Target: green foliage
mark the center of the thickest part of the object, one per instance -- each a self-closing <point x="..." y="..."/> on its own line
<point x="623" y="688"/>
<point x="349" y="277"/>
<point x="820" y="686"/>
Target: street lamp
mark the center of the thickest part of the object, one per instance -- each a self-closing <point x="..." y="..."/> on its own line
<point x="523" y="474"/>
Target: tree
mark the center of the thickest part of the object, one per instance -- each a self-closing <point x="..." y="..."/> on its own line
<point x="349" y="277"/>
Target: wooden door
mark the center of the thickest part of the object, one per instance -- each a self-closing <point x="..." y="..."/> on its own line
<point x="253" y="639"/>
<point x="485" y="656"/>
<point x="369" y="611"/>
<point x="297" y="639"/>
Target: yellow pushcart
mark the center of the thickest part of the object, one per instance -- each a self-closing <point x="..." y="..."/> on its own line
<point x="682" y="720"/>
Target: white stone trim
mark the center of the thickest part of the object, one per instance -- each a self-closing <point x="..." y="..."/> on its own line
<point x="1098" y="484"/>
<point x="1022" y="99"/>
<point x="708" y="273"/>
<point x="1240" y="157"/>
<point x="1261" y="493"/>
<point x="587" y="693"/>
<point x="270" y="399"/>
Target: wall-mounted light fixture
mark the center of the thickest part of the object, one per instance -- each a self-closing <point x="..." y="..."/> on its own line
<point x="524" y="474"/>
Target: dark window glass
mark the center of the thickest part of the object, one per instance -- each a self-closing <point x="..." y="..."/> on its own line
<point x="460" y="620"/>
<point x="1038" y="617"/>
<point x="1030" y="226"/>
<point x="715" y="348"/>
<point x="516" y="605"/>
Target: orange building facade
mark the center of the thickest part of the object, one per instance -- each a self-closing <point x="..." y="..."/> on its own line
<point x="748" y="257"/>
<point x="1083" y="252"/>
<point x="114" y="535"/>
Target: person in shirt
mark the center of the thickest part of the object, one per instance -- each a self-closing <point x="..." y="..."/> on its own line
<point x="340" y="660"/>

··········

Return each line of the data exactly as written above.

→ Output for this exercise
Target: green foliage
mark the center of the thickest part of the object, one per instance -- each a self-closing <point x="..." y="..."/> on its own line
<point x="623" y="688"/>
<point x="349" y="277"/>
<point x="820" y="686"/>
Target: street lamp
mark the center of the thickest part of the object, one per instance -- each a self-closing <point x="..." y="..."/> on its own line
<point x="523" y="474"/>
Target: tree
mark the center of the thickest part of the object, one per instance -- each a self-closing <point x="..." y="..."/> on its own line
<point x="349" y="277"/>
Target: wooden door
mark the center of the thickest part of the object, one per instance -- each a self-closing <point x="..." y="..."/> on its own line
<point x="253" y="639"/>
<point x="485" y="656"/>
<point x="369" y="611"/>
<point x="297" y="639"/>
Target: yellow pushcart
mark the center of the thickest part of the object, one per instance -- each a self-closing <point x="..." y="..."/> on its own line
<point x="682" y="720"/>
Target: white stone trim
mark the center of the thickest part of the object, one per instance -- each a self-closing <point x="..." y="..."/> on its own line
<point x="1098" y="484"/>
<point x="1022" y="99"/>
<point x="708" y="273"/>
<point x="1240" y="157"/>
<point x="1261" y="493"/>
<point x="587" y="693"/>
<point x="270" y="399"/>
Target: wall-mounted light fixture
mark the center of the thickest part of the object, one per instance -- each a self-closing <point x="..." y="..."/> on its own line
<point x="524" y="474"/>
Target: dark window glass
mark the center of the thickest part of the object, one per instance -- each a self-closing <point x="..." y="..."/> on its own line
<point x="460" y="620"/>
<point x="1038" y="617"/>
<point x="1030" y="226"/>
<point x="715" y="348"/>
<point x="516" y="605"/>
Target: orange building facade
mark the center of the thickest part of the object, one per instance -- each a self-closing <point x="..." y="..."/> on its own line
<point x="748" y="257"/>
<point x="1083" y="252"/>
<point x="114" y="535"/>
Target: person in shirt
mark the center of the thickest part of the object, one per instance -- each a self-closing <point x="..." y="..."/> on its own line
<point x="340" y="660"/>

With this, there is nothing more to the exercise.